Implementation:Ollama Ollama Llama Model Header
| Knowledge Sources | |
|---|---|
| Domains | LLM Inference, Model Loading |
| Last Updated | 2025-02-15 00:00 GMT |
Overview
Header declaring the llama_model struct, layer structures, and model size type enumeration for all supported LLM architectures.
Description
Defines llm_type enum with entries for every supported model size (14M through 671B+ and MoE types). Declares layer structures: llama_layer with tensor pointers for all possible layer components (attention Q/K/V/O, FFN gate/up/down, normalization, MoE expert weights, SSM states, etc.), plus specialized structures for PosNet, ConvNext, ShortConv, and NextN layers. llama_model aggregates architecture, hyperparameters, vocabulary, layers vector, embeddings, memory mappings, and backend devices.
Usage
Include this header when working with the model structure, accessing layer tensors, or implementing new architectures.

## DATA PROVIDED
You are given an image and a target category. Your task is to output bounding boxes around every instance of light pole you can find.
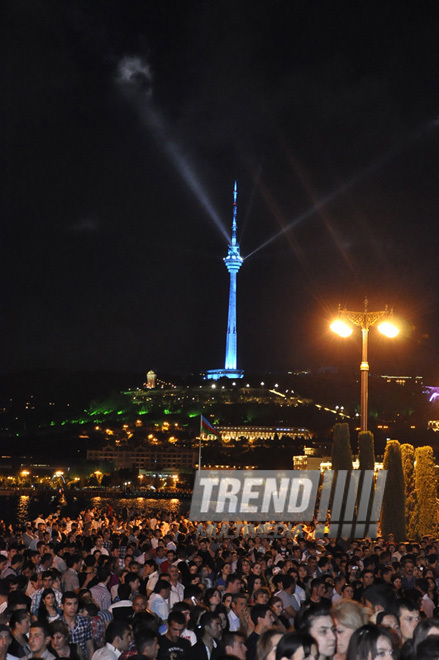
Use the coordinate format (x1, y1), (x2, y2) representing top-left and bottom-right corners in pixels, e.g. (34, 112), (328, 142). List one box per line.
(331, 298), (399, 431)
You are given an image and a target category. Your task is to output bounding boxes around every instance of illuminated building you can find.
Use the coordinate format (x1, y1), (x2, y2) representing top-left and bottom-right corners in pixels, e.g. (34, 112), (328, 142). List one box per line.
(146, 369), (157, 390)
(206, 181), (244, 380)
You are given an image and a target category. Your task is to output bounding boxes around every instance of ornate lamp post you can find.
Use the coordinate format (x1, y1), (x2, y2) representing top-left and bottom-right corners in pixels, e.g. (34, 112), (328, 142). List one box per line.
(331, 298), (399, 431)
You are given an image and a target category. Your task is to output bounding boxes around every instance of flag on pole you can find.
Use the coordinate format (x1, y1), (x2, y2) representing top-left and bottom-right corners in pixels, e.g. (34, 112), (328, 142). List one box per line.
(200, 415), (221, 438)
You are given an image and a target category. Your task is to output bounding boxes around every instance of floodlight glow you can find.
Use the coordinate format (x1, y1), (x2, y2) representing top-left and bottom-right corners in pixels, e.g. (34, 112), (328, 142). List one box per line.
(378, 321), (399, 339)
(330, 319), (352, 337)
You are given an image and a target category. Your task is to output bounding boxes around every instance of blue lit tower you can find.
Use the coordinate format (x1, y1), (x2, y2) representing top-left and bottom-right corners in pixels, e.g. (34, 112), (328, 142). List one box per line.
(206, 181), (244, 380)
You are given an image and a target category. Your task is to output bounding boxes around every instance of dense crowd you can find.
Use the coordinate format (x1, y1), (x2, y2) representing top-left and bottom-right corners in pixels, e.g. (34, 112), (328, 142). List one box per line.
(0, 505), (439, 660)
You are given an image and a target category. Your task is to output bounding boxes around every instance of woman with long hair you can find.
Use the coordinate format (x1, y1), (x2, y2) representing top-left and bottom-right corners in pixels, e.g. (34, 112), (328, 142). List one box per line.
(215, 561), (232, 591)
(49, 620), (82, 660)
(256, 628), (284, 660)
(331, 600), (365, 660)
(203, 587), (221, 612)
(8, 610), (31, 658)
(268, 596), (290, 632)
(37, 589), (61, 624)
(346, 623), (398, 660)
(412, 618), (439, 657)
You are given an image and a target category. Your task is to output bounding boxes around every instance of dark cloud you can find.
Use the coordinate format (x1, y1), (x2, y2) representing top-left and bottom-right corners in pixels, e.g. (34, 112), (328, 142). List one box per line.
(0, 0), (439, 370)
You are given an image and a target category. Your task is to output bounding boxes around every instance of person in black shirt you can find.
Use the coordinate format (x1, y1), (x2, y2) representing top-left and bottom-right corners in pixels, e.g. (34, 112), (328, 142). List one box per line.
(191, 612), (222, 660)
(157, 612), (192, 660)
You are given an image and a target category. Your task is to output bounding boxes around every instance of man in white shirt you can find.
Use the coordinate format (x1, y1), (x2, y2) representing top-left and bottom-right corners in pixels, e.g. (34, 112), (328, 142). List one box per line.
(148, 580), (171, 622)
(227, 593), (247, 632)
(168, 566), (184, 609)
(92, 619), (132, 660)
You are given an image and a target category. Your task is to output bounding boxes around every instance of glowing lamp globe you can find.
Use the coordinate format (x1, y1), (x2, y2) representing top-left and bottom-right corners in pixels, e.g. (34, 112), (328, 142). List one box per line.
(330, 319), (352, 337)
(378, 321), (399, 339)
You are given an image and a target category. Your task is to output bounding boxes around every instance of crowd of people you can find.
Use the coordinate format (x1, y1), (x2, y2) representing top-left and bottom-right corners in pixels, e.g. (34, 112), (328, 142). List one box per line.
(0, 505), (439, 660)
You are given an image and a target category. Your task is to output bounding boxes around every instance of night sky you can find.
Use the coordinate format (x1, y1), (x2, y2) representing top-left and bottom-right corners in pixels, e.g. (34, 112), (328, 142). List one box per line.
(0, 0), (439, 376)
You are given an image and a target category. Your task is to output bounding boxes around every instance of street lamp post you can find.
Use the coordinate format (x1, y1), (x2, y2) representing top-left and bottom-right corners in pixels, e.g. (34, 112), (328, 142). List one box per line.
(331, 298), (399, 431)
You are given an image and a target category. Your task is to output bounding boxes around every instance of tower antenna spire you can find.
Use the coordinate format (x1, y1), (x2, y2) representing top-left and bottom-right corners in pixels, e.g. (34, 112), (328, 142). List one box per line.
(206, 181), (244, 380)
(232, 181), (238, 245)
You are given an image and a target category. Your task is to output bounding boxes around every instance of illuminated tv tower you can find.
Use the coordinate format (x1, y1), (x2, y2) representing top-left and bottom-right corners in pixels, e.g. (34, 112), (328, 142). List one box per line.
(206, 181), (244, 380)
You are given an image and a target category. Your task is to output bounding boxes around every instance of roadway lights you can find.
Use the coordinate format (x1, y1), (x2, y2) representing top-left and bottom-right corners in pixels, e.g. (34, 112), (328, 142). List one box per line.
(330, 299), (399, 431)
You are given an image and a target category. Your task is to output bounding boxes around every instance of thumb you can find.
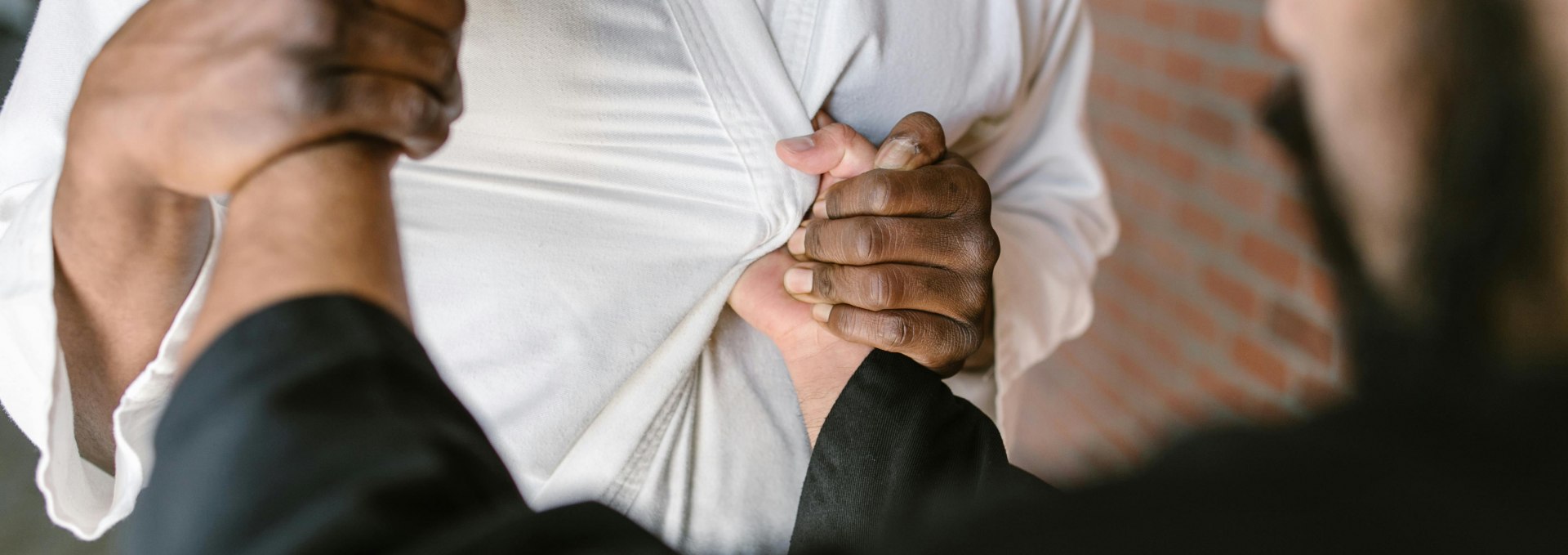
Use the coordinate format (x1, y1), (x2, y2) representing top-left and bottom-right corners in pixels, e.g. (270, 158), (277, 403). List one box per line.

## INSTRUCTIONS
(a) Summarize the page on the Ollama llama model header in two sentences.
(b) From the page on the Ollama llama model header, quote the passage that begins at the words "Implementation:Ollama Ollama Llama" and stops after "and backend devices.".
Rely only on the text for these tasks.

## SOLUTIONS
(a) The Ollama llama model header declares the llama_model struct, the layer structures, and a model size type enumeration for all supported LLM architectures. It defines the llm_type enum for every supported model size, declares llama_layer and specialized layer structures, and has llama_model aggregate the architecture, hyperparameters, vocabulary, layers, embeddings, memory mappings, and backend devices.

(b)
Implementation:Ollama Ollama Llama Model Header
| Knowledge Sources | |
|---|---|
| Domains | LLM Inference, Model Loading |
| Last Updated | 2025-02-15 00:00 GMT |
Overview
Header declaring the llama_model struct, layer structures, and model size type enumeration for all supported LLM architectures.
Description
Defines llm_type enum with entries for every supported model size (14M through 671B+ and MoE types). Declares layer structures: llama_layer with tensor pointers for all possible layer components (attention Q/K/V/O, FFN gate/up/down, normalization, MoE expert weights, SSM states, etc.), plus specialized structures for PosNet, ConvNext, ShortConv, and NextN layers. llama_model aggregates architecture, hyperparameters, vocabulary, layers vector, embeddings, memory mappings, and backend devices.